What the task asks:
Without the pictures, give the entries below again exactly as written.

+--

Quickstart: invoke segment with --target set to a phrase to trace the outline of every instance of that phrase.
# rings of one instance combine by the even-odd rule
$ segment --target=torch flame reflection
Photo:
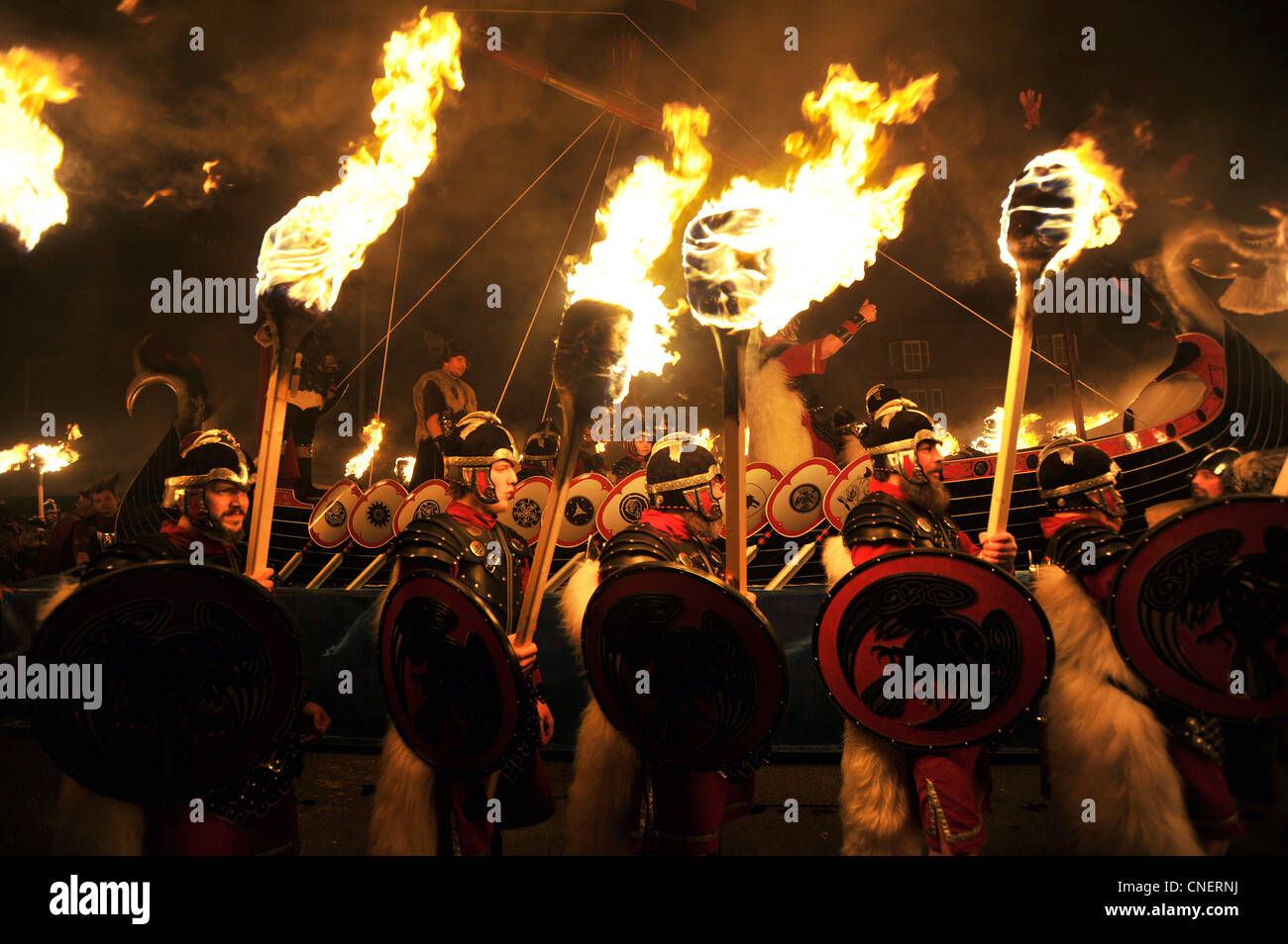
[[[0,55],[0,222],[28,248],[67,222],[67,194],[54,180],[63,143],[40,121],[46,102],[76,98],[59,63],[14,46]]]

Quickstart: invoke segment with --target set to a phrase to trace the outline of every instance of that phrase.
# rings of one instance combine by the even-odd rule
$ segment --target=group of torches
[[[407,203],[416,180],[437,153],[437,113],[448,91],[464,89],[460,62],[461,30],[450,13],[428,14],[397,30],[385,44],[385,75],[372,85],[375,107],[370,144],[348,157],[348,172],[339,184],[303,198],[264,234],[259,253],[259,292],[277,349],[269,381],[264,428],[259,449],[259,491],[272,495],[279,463],[286,394],[294,355],[313,322],[330,311],[345,277],[358,269],[367,248],[385,233]],[[6,125],[19,117],[28,139],[39,140],[37,152],[27,152],[18,179],[39,181],[32,192],[52,201],[35,212],[30,201],[4,193],[0,220],[15,226],[28,248],[48,226],[66,221],[66,197],[53,180],[62,145],[40,122],[45,102],[62,102],[75,90],[61,85],[48,72],[32,80],[32,58],[26,50],[10,53],[0,72],[0,114]],[[577,329],[603,341],[601,364],[607,378],[601,399],[620,400],[636,373],[661,374],[679,359],[671,349],[675,325],[685,311],[712,327],[721,341],[725,385],[724,441],[744,441],[742,415],[742,358],[748,337],[769,337],[813,301],[822,301],[836,288],[862,279],[876,261],[877,247],[903,229],[908,198],[925,172],[912,163],[893,170],[878,168],[886,153],[885,130],[912,123],[935,95],[938,76],[927,75],[882,95],[877,84],[862,81],[850,66],[832,66],[827,81],[802,102],[808,130],[783,141],[788,170],[774,179],[735,177],[714,197],[703,198],[711,171],[711,154],[703,144],[710,116],[701,107],[670,104],[663,113],[668,143],[666,159],[640,157],[596,212],[598,238],[585,259],[569,259],[564,266],[565,301],[592,302],[596,311],[617,313],[612,325],[599,332],[578,309]],[[8,135],[6,135],[8,136]],[[6,140],[0,159],[12,163],[15,148]],[[213,163],[207,163],[207,184]],[[878,174],[880,170],[880,174]],[[769,175],[766,174],[766,177]],[[1087,138],[1072,140],[1066,149],[1042,154],[1029,162],[1003,202],[1001,257],[1016,273],[1016,332],[1007,400],[997,422],[987,424],[974,444],[1001,451],[998,478],[1006,478],[1005,502],[997,502],[1005,523],[1010,473],[1016,442],[1024,445],[1021,415],[1028,351],[1032,332],[1032,283],[1069,265],[1077,255],[1113,242],[1130,201],[1121,183],[1122,172],[1110,167]],[[12,180],[13,176],[4,177]],[[209,189],[209,186],[206,188]],[[57,194],[61,202],[52,199]],[[698,204],[698,201],[702,203]],[[1014,203],[1014,206],[1012,206]],[[696,211],[692,208],[699,206]],[[667,300],[667,287],[654,268],[672,259],[677,228],[688,234],[687,251],[698,256],[706,284],[730,286],[719,305],[707,298],[696,302],[690,280],[689,297]],[[699,233],[699,237],[694,237]],[[671,266],[674,268],[674,266]],[[621,314],[625,313],[625,314]],[[620,315],[620,316],[618,316]],[[603,315],[609,318],[609,315]],[[569,315],[556,351],[568,352]],[[607,332],[607,333],[605,333]],[[582,338],[585,340],[585,338]],[[555,382],[560,385],[559,354]],[[565,378],[567,379],[567,378]],[[571,383],[571,381],[568,381]],[[560,394],[568,391],[560,390]],[[573,395],[562,399],[572,404]],[[1032,414],[1030,414],[1032,415]],[[585,418],[564,417],[564,450],[576,449]],[[1032,421],[1030,421],[1032,422]],[[1095,419],[1092,419],[1095,424]],[[992,427],[992,428],[989,428]],[[944,431],[947,432],[947,431]],[[357,477],[371,467],[380,449],[384,421],[374,417],[363,430],[365,449],[346,466]],[[974,445],[972,444],[972,445]],[[996,449],[992,448],[996,444]],[[1010,458],[1007,458],[1010,451]],[[732,493],[743,480],[744,450],[726,449],[726,482]],[[406,471],[408,460],[399,459]],[[1001,482],[999,482],[1001,484]],[[556,486],[559,482],[556,481]],[[567,489],[567,481],[563,482]],[[551,493],[547,513],[562,507]],[[741,534],[738,505],[730,504],[730,540]],[[255,504],[251,520],[247,566],[255,570],[267,559],[272,502]],[[997,530],[990,521],[990,530]],[[556,529],[545,529],[553,534]],[[735,561],[738,554],[730,556]],[[537,553],[538,563],[541,553]],[[744,562],[743,562],[744,568]],[[540,567],[535,568],[540,572]],[[744,584],[744,570],[730,575]],[[529,594],[540,599],[540,592]]]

+--

Full answer:
Quickstart: invoke segment with --target set to a phrase to trace the outline of every instance of that phrase.
# rings of one instance combine by the even-odd rule
$ segment --target=torch flame reflection
Photo:
[[[0,55],[0,222],[28,248],[67,222],[67,194],[54,180],[63,143],[40,121],[46,102],[76,98],[59,63],[14,46]]]

Quickstart: invoke segment with --target set to a phrase to trace the outline of every instance of that phrase.
# rings of one instance combine by the even-odd rule
$ segment --target=group of torches
[[[407,203],[416,180],[437,153],[437,113],[448,91],[464,89],[460,62],[461,30],[450,13],[428,14],[397,30],[385,44],[385,75],[372,85],[375,107],[370,144],[348,157],[348,172],[339,184],[303,198],[264,234],[259,253],[259,292],[277,349],[269,381],[264,428],[259,449],[259,491],[272,495],[279,463],[286,394],[294,355],[313,322],[330,311],[345,277],[358,269],[367,248],[385,233]],[[6,125],[19,117],[28,139],[39,140],[37,152],[27,152],[18,179],[39,181],[32,192],[52,201],[35,212],[30,201],[4,193],[0,220],[15,226],[28,248],[48,226],[66,221],[66,197],[53,180],[62,145],[40,122],[45,102],[62,102],[75,90],[61,85],[48,72],[32,80],[32,58],[26,50],[10,53],[0,72],[0,114]],[[577,329],[603,341],[601,364],[607,378],[601,399],[620,400],[636,373],[661,374],[679,359],[671,349],[675,325],[685,311],[712,327],[721,341],[725,385],[724,441],[744,441],[742,415],[742,358],[748,337],[769,337],[813,301],[822,301],[836,288],[862,279],[876,261],[877,247],[903,229],[908,198],[925,172],[912,163],[893,170],[878,168],[886,153],[885,130],[912,123],[935,95],[938,76],[927,75],[882,95],[877,84],[862,81],[850,66],[832,66],[827,81],[802,102],[808,130],[783,141],[788,170],[774,179],[735,177],[714,197],[703,198],[711,171],[711,154],[703,144],[710,116],[701,107],[670,104],[663,113],[668,143],[666,159],[640,157],[596,212],[598,238],[585,259],[569,259],[564,266],[565,301],[592,302],[596,311],[617,313],[612,325],[599,332],[578,309]],[[8,135],[6,135],[8,136]],[[6,140],[0,159],[12,163],[15,148]],[[213,163],[207,163],[207,184]],[[878,174],[880,170],[880,174]],[[769,175],[766,174],[766,177]],[[1087,138],[1072,140],[1066,149],[1042,154],[1029,162],[1003,202],[1001,257],[1016,273],[1016,332],[1007,400],[997,422],[987,424],[974,444],[1001,451],[998,478],[1006,478],[1005,502],[997,502],[1005,523],[1010,473],[1016,442],[1024,445],[1021,415],[1028,351],[1032,332],[1032,283],[1069,265],[1077,255],[1113,242],[1130,201],[1121,183],[1122,172],[1110,167]],[[12,180],[13,176],[4,177]],[[209,189],[209,186],[206,188]],[[57,194],[61,202],[52,199]],[[698,204],[698,201],[702,203]],[[1014,203],[1014,206],[1012,206]],[[696,211],[692,208],[699,206]],[[667,300],[667,287],[654,268],[672,259],[677,228],[688,234],[687,251],[698,256],[706,284],[730,286],[719,305],[707,298],[696,302],[690,280],[689,297]],[[699,233],[699,237],[694,237]],[[671,266],[674,268],[674,266]],[[621,314],[625,313],[625,314]],[[620,315],[620,316],[618,316]],[[603,315],[609,318],[609,315]],[[569,315],[556,351],[568,352]],[[607,332],[607,333],[605,333]],[[582,338],[585,340],[585,338]],[[555,382],[560,385],[559,354]],[[565,378],[567,379],[567,378]],[[571,383],[571,381],[568,381]],[[560,394],[568,391],[560,390]],[[573,395],[562,399],[572,404]],[[1032,414],[1030,414],[1032,415]],[[585,418],[564,417],[564,450],[576,449]],[[1032,421],[1030,421],[1032,422]],[[1095,419],[1092,419],[1095,424]],[[992,427],[992,428],[989,428]],[[944,431],[947,432],[947,431]],[[357,477],[371,467],[380,449],[384,421],[374,417],[363,430],[365,449],[346,466]],[[974,445],[972,444],[972,445]],[[996,449],[992,448],[996,444]],[[1010,458],[1007,458],[1010,451]],[[732,493],[743,480],[744,450],[726,449],[726,482]],[[406,471],[408,460],[399,459]],[[1001,482],[999,482],[1001,484]],[[556,486],[559,482],[556,481]],[[567,489],[567,481],[563,482]],[[551,493],[547,513],[562,507]],[[741,534],[738,505],[730,504],[730,540]],[[255,504],[251,520],[247,566],[255,570],[267,559],[272,502]],[[997,530],[990,521],[990,530]],[[556,529],[545,529],[553,534]],[[735,561],[738,554],[730,556]],[[537,553],[538,563],[541,553]],[[744,562],[743,562],[744,568]],[[540,567],[535,568],[540,572]],[[744,584],[744,570],[730,575]],[[529,594],[540,599],[540,592]]]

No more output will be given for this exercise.